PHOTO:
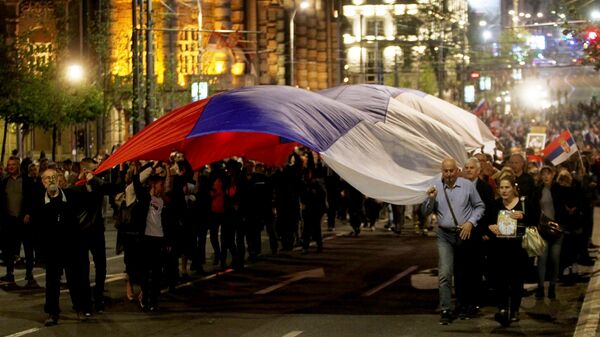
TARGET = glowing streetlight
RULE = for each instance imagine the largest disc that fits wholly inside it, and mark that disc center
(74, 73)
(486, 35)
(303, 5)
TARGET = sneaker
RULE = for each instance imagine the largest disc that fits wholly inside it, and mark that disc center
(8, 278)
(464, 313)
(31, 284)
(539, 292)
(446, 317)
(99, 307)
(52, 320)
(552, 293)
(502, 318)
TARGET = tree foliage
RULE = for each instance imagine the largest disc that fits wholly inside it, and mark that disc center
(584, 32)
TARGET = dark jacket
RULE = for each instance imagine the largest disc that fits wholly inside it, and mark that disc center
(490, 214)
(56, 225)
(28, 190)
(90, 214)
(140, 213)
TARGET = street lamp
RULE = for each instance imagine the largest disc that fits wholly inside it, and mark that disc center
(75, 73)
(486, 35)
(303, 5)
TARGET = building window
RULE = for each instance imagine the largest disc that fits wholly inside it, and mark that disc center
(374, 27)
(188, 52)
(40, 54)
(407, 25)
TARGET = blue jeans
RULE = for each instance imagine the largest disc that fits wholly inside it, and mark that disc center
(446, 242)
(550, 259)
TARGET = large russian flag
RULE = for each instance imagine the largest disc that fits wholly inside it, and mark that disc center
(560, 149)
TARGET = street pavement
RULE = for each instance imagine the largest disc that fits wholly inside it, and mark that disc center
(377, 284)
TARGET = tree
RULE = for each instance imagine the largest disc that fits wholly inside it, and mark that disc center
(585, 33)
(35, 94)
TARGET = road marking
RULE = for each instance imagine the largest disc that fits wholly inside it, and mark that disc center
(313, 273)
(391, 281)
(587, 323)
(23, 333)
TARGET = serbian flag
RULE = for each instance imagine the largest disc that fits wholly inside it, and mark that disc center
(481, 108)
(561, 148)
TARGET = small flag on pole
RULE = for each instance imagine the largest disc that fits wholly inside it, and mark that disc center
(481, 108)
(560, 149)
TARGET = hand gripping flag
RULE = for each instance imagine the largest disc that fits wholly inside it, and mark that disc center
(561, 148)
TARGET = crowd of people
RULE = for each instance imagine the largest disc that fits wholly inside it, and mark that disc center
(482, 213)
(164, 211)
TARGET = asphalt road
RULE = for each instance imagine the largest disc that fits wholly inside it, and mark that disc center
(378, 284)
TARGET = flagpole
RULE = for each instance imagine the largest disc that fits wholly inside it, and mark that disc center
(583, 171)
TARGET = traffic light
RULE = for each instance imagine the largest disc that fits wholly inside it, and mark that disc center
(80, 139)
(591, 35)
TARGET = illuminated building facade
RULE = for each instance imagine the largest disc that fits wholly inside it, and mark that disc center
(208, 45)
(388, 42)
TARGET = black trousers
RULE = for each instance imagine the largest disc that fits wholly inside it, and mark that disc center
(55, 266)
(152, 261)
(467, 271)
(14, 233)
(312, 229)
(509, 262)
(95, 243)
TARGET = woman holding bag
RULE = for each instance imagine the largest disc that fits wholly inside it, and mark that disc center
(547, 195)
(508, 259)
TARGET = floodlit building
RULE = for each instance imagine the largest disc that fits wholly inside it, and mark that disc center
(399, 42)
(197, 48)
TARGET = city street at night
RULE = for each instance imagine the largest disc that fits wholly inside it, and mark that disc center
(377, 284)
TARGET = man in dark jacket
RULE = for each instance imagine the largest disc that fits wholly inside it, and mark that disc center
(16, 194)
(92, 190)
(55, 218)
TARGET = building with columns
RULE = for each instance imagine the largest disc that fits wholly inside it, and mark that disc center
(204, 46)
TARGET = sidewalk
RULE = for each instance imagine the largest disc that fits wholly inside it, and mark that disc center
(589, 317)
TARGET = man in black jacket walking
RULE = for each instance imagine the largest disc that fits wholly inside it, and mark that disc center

———

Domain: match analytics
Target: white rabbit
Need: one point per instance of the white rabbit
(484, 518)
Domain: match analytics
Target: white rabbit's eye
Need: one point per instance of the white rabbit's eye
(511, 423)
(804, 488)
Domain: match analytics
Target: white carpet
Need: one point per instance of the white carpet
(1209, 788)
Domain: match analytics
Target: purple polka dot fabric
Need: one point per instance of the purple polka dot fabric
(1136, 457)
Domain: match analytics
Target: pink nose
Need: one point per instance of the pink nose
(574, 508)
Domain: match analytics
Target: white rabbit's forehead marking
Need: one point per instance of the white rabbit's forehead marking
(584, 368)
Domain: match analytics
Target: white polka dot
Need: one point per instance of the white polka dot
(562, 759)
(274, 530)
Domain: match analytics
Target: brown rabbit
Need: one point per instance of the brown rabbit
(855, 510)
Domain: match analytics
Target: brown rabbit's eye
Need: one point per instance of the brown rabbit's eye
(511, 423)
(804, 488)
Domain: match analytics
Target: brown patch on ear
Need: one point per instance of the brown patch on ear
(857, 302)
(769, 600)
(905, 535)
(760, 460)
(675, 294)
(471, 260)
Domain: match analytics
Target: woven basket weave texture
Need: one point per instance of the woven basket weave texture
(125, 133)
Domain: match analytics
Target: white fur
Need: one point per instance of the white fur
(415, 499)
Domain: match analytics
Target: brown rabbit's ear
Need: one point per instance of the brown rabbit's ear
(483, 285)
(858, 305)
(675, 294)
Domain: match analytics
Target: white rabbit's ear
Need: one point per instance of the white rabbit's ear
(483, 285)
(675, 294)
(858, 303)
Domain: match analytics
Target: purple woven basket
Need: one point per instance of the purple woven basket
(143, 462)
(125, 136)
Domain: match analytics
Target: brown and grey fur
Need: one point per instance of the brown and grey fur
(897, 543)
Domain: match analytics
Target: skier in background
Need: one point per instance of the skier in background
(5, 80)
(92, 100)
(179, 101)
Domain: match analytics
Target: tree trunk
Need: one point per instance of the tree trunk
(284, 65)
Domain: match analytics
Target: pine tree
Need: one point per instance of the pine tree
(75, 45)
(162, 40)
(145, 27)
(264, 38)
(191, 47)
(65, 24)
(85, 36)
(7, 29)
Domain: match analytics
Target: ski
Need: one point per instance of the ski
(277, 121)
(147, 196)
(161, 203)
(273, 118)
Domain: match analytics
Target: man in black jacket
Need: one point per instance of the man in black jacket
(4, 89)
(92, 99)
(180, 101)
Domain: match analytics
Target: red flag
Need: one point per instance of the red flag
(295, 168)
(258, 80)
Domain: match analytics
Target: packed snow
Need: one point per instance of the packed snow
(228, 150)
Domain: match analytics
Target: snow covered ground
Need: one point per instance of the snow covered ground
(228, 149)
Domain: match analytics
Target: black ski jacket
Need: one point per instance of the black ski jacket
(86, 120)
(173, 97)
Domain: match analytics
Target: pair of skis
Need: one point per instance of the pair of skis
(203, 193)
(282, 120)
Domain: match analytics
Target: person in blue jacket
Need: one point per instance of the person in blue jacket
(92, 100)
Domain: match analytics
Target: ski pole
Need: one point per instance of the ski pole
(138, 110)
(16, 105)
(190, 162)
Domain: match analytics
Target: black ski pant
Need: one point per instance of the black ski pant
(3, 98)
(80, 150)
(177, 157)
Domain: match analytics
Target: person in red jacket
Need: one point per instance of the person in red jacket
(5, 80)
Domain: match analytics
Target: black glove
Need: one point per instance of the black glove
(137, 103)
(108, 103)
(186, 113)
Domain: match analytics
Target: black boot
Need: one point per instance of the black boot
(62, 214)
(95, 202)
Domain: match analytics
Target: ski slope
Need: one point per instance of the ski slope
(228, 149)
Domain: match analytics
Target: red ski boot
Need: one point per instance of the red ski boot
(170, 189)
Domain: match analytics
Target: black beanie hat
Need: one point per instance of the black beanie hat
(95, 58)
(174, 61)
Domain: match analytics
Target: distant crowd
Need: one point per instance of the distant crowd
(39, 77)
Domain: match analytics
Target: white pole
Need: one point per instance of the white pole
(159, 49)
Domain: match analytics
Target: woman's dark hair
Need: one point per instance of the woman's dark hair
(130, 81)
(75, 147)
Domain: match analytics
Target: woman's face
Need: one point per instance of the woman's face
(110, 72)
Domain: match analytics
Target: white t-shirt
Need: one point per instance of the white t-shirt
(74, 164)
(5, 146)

———

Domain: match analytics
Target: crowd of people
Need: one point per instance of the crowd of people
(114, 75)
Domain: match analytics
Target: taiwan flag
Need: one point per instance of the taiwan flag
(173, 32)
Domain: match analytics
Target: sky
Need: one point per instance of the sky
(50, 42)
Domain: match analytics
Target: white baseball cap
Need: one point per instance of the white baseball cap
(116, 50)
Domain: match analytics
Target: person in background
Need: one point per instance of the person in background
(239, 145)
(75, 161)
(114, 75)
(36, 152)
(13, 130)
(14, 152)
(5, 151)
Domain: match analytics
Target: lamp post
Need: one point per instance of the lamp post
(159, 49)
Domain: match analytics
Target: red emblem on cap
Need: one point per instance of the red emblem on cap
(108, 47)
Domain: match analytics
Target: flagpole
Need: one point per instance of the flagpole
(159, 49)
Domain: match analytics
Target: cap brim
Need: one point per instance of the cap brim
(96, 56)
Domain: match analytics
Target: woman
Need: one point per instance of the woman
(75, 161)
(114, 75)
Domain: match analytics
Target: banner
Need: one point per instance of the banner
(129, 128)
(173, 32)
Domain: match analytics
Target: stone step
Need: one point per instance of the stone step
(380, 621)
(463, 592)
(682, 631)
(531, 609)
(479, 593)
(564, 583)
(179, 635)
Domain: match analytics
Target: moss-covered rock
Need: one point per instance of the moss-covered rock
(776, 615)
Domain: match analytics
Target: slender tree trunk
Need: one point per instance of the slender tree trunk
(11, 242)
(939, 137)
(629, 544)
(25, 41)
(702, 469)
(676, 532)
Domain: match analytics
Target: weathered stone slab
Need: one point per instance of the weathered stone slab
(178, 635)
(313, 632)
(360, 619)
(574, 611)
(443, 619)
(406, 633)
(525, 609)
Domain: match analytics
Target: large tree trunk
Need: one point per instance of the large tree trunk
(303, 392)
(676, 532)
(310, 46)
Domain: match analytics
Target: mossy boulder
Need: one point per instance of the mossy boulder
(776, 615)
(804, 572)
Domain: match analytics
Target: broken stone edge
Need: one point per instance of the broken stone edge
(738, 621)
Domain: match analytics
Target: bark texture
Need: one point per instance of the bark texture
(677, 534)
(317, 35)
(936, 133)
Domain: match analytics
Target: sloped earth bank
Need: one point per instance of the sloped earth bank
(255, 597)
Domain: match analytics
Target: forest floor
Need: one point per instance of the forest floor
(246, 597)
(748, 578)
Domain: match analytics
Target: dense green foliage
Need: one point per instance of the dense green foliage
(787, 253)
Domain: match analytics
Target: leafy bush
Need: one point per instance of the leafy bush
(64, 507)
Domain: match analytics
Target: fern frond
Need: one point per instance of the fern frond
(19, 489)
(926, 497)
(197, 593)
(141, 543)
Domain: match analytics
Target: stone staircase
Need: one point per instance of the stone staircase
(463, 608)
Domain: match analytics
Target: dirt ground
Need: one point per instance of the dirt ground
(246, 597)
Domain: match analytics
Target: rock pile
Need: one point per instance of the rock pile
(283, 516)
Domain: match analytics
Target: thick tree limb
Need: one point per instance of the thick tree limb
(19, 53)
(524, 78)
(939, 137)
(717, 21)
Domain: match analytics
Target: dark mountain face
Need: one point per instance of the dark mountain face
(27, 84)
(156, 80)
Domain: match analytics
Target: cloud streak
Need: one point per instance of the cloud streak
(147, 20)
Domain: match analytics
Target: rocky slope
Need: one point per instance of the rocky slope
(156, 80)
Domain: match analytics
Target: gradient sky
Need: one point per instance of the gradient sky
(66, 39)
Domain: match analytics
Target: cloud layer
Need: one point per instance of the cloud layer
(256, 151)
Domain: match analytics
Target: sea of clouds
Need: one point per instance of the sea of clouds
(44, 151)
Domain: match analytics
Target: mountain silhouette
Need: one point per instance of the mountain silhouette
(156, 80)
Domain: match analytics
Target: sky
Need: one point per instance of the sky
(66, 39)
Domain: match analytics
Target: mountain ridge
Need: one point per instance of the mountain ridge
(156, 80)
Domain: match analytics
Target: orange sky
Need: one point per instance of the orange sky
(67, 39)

———

Exercise goal: Your task is to transcribe, with no changes, only the lines of the listing above that lie between the line holding "TARGET = building window" and the line holding "TARGET = blue jeans", inclusive.

Response for this exercise:
TARGET = building window
RULE = for each instance imagine the largest disc that fits wholly inside it, and mark that disc center
(374, 27)
(188, 52)
(40, 54)
(407, 25)
TARGET = blue jeans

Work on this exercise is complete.